→ Problem description
Among these records, tally each line with the word "building"; the answer is that number alone.

→ Data records
────────────────────────────────────────
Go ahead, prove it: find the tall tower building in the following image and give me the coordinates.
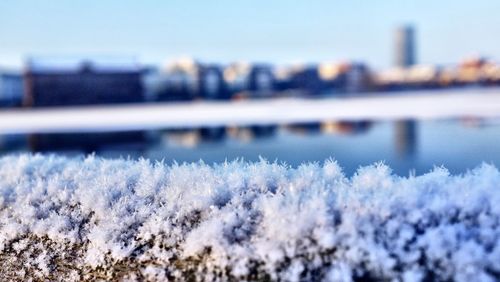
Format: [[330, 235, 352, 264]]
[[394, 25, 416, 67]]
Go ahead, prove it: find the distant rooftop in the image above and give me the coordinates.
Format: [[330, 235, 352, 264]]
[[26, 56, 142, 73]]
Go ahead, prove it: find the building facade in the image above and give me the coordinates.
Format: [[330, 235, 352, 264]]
────────────────────────────────────────
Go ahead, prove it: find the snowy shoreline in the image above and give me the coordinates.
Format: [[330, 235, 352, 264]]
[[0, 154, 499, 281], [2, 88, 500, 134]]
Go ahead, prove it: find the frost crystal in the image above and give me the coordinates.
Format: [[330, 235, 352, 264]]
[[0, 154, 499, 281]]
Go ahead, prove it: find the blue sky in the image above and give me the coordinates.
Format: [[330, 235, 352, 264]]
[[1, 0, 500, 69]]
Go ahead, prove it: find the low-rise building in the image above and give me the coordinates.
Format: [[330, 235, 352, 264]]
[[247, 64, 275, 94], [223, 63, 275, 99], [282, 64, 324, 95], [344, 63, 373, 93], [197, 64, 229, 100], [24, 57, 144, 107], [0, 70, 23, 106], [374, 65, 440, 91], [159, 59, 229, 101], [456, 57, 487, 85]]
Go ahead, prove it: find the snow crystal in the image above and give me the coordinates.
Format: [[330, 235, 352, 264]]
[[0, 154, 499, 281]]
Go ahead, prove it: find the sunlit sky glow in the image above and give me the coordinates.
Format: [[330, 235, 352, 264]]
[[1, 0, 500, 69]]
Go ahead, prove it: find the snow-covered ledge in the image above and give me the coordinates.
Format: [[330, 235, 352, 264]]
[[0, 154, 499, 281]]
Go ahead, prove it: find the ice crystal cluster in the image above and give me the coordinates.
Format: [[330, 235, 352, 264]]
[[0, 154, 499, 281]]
────────────────────────────────────────
→ Result of this task
3